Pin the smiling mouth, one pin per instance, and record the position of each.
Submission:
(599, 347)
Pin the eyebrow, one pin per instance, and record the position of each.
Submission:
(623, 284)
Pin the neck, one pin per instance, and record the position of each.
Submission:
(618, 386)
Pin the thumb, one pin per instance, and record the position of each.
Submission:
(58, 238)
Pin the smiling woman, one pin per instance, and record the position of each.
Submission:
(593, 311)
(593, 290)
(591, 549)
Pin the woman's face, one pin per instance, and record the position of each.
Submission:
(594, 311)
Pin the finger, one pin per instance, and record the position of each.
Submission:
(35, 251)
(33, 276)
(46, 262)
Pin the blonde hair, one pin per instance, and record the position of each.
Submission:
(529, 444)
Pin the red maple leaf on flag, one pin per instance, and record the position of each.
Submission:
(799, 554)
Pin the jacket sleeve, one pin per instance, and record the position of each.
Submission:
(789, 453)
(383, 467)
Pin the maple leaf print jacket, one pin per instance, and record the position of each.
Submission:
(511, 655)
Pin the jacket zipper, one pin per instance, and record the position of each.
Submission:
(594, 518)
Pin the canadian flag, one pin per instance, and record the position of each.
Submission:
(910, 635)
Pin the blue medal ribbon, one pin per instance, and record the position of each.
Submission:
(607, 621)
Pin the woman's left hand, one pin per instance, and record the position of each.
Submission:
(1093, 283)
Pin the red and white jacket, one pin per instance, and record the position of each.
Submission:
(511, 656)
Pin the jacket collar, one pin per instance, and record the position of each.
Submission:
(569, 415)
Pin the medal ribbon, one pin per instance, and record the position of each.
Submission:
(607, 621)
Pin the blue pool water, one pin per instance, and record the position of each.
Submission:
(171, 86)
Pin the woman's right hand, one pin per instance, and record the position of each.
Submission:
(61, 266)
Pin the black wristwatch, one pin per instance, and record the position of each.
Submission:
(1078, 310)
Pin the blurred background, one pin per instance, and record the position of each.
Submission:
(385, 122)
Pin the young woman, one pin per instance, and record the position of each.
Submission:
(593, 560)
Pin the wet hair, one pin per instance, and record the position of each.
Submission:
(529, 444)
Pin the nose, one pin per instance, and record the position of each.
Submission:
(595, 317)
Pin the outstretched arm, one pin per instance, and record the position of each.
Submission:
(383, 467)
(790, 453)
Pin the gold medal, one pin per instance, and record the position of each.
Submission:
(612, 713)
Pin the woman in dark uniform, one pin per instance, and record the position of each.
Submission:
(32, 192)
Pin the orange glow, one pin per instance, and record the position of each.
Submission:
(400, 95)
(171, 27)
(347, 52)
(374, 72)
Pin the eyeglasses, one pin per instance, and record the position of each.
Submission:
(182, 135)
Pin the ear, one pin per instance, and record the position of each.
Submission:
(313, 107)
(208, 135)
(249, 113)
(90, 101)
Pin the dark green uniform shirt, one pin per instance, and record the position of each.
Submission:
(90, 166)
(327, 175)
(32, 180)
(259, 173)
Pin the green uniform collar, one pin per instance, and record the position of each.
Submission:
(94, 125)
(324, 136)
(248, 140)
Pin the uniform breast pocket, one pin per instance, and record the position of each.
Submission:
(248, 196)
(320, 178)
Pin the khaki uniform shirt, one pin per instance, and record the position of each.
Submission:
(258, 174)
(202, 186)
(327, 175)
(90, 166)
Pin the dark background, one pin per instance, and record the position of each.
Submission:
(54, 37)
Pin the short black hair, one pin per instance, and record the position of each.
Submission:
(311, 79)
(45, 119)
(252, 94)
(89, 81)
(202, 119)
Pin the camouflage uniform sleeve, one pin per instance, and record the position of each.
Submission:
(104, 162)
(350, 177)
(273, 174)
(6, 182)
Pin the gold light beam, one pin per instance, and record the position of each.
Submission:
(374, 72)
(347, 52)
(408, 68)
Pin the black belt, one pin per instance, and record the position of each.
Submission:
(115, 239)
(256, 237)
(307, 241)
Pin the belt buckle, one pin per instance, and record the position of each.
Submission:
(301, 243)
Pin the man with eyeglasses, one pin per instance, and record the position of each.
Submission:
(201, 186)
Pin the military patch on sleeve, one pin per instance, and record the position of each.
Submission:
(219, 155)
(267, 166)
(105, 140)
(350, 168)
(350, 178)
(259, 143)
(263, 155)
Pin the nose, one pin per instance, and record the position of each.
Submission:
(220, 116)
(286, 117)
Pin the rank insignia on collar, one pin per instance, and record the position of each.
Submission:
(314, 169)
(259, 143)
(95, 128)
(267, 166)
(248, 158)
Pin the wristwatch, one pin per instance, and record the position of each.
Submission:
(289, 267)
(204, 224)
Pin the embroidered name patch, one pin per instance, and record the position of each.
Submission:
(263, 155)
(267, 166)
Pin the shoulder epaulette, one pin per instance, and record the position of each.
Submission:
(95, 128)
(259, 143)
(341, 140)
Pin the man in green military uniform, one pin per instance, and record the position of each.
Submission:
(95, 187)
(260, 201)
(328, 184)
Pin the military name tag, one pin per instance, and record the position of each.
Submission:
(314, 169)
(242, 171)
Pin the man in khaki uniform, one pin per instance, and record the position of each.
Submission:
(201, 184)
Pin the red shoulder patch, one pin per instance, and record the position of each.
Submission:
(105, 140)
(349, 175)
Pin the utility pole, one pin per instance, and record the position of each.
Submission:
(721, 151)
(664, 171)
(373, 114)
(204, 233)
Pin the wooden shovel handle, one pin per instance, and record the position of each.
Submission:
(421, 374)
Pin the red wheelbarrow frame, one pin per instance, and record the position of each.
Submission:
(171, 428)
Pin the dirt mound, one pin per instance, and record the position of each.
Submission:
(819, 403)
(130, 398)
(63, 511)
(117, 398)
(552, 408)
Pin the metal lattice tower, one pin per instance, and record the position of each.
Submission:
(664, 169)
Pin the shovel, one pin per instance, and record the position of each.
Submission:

Task requirements:
Across the whole listing, tally the lines that include the string "shirt". Reply with the number only.

Answer space:
2